* **Aim**: Copy every line of the items, starting at the line containing "Where can you see the firefighter" and ending at the line containing "point(108, 458)", and shift each coordinate in the answer points by -138. Leave the sample coordinates as they are.

* **Input material**:
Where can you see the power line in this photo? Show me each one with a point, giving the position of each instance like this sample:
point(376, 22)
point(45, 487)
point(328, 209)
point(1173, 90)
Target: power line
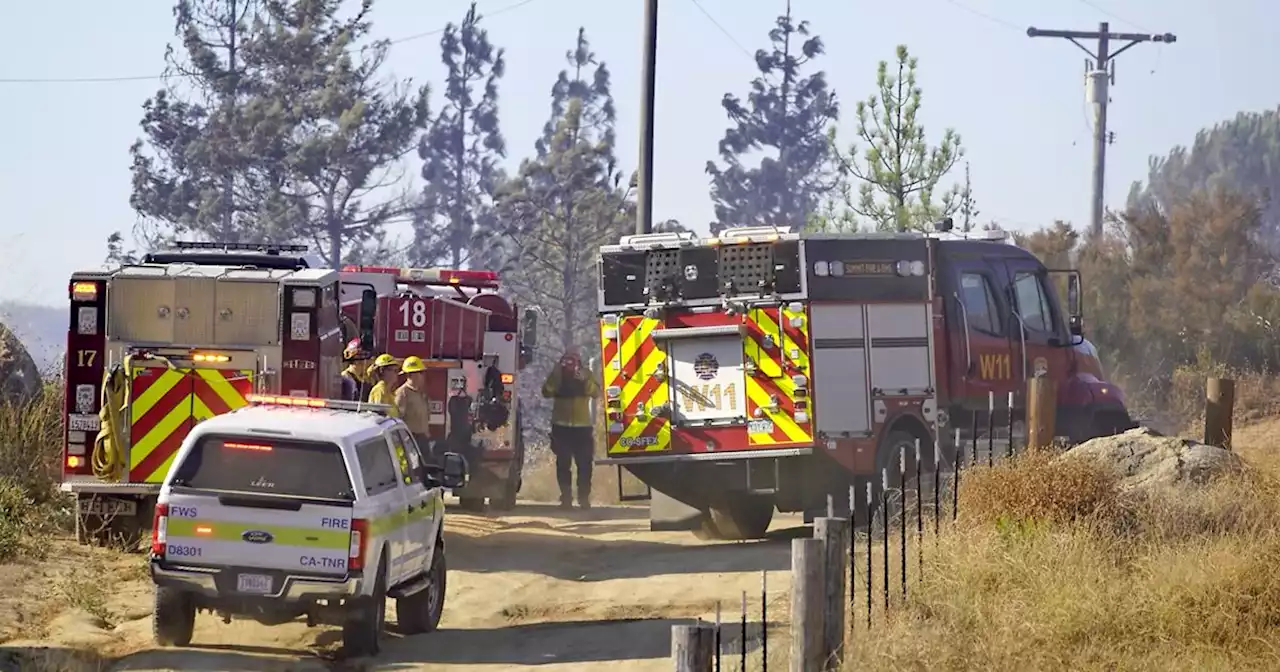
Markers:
point(723, 31)
point(158, 77)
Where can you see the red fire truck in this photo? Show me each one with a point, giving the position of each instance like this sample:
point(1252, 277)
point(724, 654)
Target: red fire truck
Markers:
point(184, 334)
point(474, 342)
point(767, 370)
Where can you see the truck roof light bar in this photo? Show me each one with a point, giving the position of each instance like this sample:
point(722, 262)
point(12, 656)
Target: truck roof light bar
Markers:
point(434, 277)
point(312, 402)
point(238, 247)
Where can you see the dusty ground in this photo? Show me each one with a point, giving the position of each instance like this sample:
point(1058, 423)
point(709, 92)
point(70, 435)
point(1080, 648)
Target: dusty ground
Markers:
point(561, 590)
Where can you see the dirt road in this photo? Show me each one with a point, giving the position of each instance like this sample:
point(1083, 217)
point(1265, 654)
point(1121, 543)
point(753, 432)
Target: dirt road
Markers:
point(561, 590)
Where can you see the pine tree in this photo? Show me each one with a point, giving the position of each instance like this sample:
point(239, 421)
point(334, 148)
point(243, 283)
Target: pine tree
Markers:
point(462, 150)
point(789, 115)
point(190, 173)
point(897, 170)
point(334, 132)
point(568, 200)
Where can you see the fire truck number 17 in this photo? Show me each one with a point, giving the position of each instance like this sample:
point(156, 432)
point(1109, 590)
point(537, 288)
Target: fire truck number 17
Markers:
point(414, 314)
point(711, 397)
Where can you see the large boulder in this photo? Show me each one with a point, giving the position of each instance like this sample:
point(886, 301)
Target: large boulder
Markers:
point(1146, 460)
point(19, 378)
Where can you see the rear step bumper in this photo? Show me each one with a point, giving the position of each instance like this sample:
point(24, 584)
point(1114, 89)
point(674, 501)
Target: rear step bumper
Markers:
point(204, 581)
point(704, 457)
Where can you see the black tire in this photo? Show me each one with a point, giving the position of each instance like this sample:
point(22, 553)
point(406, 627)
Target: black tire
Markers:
point(173, 620)
point(421, 611)
point(366, 621)
point(743, 517)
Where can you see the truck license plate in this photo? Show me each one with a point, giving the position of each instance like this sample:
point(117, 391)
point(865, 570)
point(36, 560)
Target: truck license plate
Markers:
point(254, 583)
point(108, 507)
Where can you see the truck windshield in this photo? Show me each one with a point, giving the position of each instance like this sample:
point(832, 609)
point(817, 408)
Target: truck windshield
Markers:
point(266, 466)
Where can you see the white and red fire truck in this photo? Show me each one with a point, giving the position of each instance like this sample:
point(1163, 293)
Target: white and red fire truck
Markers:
point(183, 336)
point(474, 342)
point(766, 370)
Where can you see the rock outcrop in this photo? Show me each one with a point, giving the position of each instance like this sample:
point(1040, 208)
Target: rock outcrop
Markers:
point(1146, 460)
point(19, 378)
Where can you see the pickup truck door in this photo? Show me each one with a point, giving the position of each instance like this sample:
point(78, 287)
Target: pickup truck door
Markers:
point(419, 503)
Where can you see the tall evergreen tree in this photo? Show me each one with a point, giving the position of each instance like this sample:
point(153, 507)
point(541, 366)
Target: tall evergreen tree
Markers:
point(462, 150)
point(787, 114)
point(897, 170)
point(190, 173)
point(568, 200)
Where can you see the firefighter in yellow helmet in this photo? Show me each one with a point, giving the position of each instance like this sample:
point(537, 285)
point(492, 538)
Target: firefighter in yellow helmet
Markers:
point(385, 374)
point(414, 406)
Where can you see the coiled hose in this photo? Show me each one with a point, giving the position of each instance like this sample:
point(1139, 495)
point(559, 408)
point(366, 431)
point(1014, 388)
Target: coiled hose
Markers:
point(108, 458)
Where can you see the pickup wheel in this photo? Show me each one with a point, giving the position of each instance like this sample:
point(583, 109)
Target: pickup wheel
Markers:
point(174, 617)
point(365, 622)
point(421, 611)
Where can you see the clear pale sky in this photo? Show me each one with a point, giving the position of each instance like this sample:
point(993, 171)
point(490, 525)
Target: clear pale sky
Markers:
point(1016, 101)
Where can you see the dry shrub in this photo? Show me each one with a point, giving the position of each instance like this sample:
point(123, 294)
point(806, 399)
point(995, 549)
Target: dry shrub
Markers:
point(1036, 488)
point(1170, 580)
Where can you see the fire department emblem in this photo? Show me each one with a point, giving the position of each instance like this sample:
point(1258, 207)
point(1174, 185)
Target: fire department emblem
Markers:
point(705, 366)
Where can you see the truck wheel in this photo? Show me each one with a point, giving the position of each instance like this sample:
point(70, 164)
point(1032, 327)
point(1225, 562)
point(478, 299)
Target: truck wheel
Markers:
point(743, 517)
point(362, 630)
point(173, 620)
point(421, 611)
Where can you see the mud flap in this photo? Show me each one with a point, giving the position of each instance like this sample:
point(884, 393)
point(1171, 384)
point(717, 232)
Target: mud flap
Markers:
point(667, 513)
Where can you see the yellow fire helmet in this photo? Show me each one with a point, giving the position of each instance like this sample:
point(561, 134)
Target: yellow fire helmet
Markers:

* **Task answer**:
Where can you see the firefighter in yellow helmet in this photo? Show me each one with a point, giving the position of each instance like this sample:
point(537, 285)
point(492, 538)
Target: firefighter in yellow helmet
Markers:
point(247, 236)
point(276, 268)
Where can you see the coiled hose in this photo? Show me each one with a point, giving the position of each instance like this sample:
point(1139, 495)
point(559, 408)
point(366, 431)
point(1014, 388)
Target: coiled hose
Markers:
point(-30, 320)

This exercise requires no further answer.